Your objective:
Reproduce every one of the rows below word for word, omitting the picture from your answer.

● ● ● ●

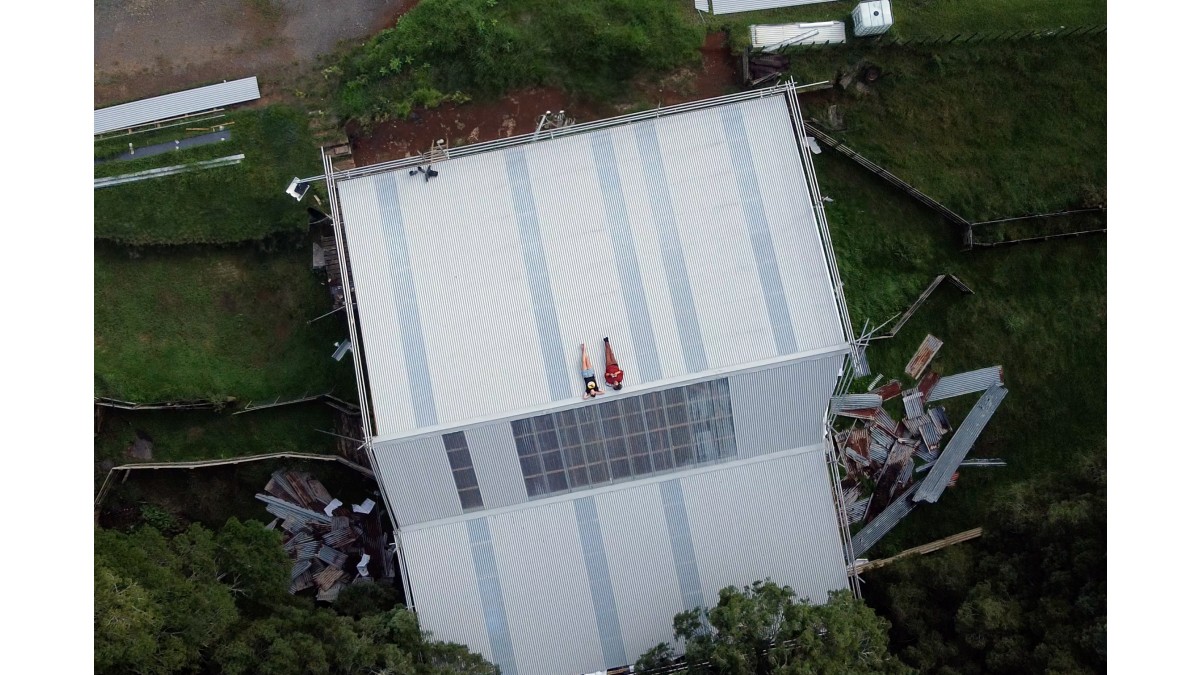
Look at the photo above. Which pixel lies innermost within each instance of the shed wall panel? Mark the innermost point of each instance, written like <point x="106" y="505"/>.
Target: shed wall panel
<point x="742" y="541"/>
<point x="783" y="407"/>
<point x="415" y="476"/>
<point x="495" y="457"/>
<point x="450" y="610"/>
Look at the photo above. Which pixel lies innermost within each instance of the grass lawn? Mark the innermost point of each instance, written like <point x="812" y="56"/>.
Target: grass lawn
<point x="930" y="17"/>
<point x="453" y="49"/>
<point x="216" y="205"/>
<point x="199" y="435"/>
<point x="214" y="323"/>
<point x="1039" y="310"/>
<point x="989" y="130"/>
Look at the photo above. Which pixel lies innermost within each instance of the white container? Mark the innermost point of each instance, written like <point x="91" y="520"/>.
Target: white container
<point x="873" y="18"/>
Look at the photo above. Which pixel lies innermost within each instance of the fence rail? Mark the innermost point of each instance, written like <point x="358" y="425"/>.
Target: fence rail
<point x="954" y="39"/>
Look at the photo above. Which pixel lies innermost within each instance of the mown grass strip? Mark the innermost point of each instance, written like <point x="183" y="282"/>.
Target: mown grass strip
<point x="213" y="323"/>
<point x="221" y="205"/>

● ● ● ●

Complete answer:
Look at the photo above. Which pixel lies innermost within each instance of the shed wall panel? Mark the innermost point of each instance, written like <point x="106" y="505"/>.
Target: shed wall panel
<point x="742" y="541"/>
<point x="783" y="407"/>
<point x="415" y="476"/>
<point x="495" y="457"/>
<point x="450" y="610"/>
Look at the photo above. Which pixel lies innermost within each instance of the grass lawn? Mark the innermost point of each instance, written like <point x="812" y="56"/>.
Target: grass lawn
<point x="930" y="17"/>
<point x="453" y="49"/>
<point x="216" y="205"/>
<point x="199" y="435"/>
<point x="214" y="323"/>
<point x="1039" y="310"/>
<point x="989" y="130"/>
Look at the photo above. Which pixel lies innermost within each instance of the white container? Mark the innermost point of each instance, written like <point x="91" y="520"/>.
Target: white container
<point x="873" y="18"/>
Look at the photo above. Which pixel lies innermost within each instance of the fence rail? Mark the innermost point of each instance, written like <point x="358" y="425"/>.
Target: fence rail
<point x="954" y="39"/>
Look at the photo above. Which pixel lies innermost within each instance of the mown grass strip? Mark the innermost point of each instance, written like <point x="183" y="282"/>.
Target: mown grass strip
<point x="213" y="323"/>
<point x="221" y="205"/>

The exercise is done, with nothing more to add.